▸ Task objective: Render every line of the records below as a numbered list, omitting blank lines. Leave the pictures out.

▸ Material:
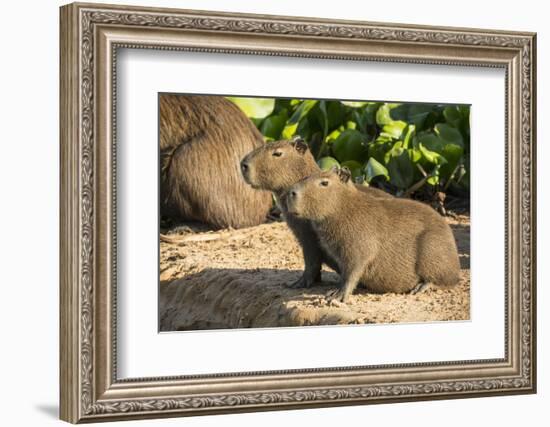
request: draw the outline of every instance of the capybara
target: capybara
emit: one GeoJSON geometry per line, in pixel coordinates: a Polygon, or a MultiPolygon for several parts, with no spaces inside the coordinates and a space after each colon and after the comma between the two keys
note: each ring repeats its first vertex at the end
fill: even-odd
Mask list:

▸ Response:
1. request: draw the outline of every instance of the capybara
2. target: capybara
3. emit: one GeoJSON geometry per line, in pixel coordinates: a Polygon, or a MultiPolygon for several parts, with no spaces inside the coordinates and a space after each colon and after the comma between the two keys
4. note: each ring repeats its first vertex at the end
5. fill: even-odd
6. Mask list:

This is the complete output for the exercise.